• _Directive_
Locate each line in the rows below that contains the string "bottle", and copy those lines. Treat the match as case-sensitive.

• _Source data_
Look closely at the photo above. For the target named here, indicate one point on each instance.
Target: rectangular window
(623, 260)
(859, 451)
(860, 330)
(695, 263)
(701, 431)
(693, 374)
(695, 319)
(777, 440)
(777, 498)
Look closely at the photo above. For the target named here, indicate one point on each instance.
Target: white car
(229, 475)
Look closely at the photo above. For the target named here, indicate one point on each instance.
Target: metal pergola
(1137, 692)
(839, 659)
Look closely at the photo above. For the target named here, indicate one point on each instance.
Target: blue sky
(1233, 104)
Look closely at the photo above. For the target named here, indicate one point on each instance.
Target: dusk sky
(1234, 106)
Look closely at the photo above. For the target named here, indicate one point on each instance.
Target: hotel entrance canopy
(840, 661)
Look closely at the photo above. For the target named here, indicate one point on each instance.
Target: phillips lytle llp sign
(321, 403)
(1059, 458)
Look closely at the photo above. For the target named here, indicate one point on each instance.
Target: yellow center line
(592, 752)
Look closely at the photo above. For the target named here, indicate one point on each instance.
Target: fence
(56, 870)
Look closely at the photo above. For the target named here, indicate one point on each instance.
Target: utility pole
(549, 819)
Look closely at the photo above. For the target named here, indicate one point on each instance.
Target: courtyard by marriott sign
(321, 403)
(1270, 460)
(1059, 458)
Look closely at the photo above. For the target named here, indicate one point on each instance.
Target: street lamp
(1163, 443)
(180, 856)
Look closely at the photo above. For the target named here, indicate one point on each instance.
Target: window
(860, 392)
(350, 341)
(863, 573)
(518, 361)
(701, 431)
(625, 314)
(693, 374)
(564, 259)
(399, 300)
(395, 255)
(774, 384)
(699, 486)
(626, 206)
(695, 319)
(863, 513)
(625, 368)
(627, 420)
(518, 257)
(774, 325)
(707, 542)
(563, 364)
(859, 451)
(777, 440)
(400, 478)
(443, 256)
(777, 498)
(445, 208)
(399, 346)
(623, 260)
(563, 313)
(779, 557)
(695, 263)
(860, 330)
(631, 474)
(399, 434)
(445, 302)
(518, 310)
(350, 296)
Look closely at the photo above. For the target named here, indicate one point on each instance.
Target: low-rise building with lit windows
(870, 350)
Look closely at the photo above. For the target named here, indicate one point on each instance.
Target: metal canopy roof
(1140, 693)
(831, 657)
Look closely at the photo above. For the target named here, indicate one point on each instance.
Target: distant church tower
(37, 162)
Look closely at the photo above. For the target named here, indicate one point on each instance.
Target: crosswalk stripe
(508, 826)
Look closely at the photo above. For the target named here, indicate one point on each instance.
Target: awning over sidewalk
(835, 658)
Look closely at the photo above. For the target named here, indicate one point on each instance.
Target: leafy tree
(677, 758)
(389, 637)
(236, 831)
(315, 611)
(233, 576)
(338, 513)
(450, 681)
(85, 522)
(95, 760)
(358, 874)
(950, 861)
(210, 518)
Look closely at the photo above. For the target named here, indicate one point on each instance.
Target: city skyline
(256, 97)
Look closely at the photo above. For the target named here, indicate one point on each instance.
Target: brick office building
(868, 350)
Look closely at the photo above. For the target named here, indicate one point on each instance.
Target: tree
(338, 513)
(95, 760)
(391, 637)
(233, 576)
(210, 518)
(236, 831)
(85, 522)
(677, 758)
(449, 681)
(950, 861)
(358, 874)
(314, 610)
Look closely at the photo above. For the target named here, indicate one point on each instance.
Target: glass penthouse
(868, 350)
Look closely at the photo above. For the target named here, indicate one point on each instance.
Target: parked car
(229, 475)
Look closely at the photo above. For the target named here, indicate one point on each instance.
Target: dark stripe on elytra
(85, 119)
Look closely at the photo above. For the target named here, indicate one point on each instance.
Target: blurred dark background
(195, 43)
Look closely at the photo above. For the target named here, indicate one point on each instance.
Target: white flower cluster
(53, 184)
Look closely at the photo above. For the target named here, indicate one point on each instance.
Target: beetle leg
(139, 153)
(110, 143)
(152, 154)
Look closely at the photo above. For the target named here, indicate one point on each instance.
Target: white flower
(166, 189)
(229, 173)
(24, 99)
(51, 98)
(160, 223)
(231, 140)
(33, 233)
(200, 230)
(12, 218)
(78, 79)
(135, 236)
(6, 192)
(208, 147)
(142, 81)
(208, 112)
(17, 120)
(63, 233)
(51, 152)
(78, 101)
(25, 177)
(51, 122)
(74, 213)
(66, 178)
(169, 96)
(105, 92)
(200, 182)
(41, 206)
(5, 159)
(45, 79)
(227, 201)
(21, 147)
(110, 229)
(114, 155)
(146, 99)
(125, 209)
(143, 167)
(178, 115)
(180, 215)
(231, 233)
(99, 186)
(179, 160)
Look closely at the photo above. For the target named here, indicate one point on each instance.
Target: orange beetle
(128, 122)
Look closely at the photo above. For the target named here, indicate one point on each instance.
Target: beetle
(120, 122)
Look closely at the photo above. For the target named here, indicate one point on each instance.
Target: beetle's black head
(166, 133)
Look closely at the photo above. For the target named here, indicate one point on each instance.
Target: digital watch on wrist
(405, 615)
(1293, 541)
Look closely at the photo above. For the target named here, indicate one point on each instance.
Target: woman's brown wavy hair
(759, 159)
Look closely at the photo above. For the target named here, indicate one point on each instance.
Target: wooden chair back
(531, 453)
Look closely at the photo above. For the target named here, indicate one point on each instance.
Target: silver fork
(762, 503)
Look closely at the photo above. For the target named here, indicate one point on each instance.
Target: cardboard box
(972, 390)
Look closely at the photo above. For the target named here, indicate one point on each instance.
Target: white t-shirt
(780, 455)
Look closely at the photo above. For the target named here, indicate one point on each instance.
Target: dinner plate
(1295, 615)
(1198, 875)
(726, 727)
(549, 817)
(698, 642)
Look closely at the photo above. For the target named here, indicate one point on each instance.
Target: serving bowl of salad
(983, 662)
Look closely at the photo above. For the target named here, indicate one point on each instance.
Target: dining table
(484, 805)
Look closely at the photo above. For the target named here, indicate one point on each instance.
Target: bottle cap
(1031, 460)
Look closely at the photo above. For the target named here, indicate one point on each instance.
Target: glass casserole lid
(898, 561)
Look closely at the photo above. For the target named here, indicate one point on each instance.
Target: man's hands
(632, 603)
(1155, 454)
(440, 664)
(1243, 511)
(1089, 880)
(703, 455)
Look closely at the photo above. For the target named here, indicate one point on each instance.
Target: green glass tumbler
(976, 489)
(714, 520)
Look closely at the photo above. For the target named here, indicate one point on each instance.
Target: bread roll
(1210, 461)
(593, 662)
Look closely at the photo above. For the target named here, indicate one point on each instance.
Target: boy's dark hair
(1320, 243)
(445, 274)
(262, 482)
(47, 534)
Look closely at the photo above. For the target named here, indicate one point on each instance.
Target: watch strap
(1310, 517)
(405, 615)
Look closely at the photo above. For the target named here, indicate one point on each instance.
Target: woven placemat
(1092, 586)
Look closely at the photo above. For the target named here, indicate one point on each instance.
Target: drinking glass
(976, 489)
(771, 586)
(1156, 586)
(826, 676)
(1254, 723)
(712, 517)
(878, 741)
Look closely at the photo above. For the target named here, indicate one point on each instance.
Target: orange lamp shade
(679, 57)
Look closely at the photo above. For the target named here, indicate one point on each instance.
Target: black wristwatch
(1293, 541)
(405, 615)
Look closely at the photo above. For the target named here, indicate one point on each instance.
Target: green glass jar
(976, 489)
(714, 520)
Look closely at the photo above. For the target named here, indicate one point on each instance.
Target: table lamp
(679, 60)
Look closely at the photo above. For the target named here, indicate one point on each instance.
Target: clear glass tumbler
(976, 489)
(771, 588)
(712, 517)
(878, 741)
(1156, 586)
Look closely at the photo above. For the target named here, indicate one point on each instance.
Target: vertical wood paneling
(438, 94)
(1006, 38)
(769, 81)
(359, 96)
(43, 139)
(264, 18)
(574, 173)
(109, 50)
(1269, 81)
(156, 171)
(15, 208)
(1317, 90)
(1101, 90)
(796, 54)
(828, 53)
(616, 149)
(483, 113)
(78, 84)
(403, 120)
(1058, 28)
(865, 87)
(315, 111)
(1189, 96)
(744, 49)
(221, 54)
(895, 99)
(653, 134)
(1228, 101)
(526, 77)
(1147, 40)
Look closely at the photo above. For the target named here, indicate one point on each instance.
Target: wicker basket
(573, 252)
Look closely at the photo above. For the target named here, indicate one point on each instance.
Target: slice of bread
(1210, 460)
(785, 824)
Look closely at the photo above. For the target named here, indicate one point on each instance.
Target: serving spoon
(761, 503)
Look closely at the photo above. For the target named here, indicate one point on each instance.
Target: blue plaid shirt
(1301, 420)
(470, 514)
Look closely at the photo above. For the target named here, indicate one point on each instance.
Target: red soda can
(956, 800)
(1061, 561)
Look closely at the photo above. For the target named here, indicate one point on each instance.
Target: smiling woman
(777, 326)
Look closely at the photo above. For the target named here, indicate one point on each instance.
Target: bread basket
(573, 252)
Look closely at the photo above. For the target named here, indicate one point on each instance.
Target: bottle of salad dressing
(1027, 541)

• _Written solution_
Target: bottle cap
Target: bottle of salad dressing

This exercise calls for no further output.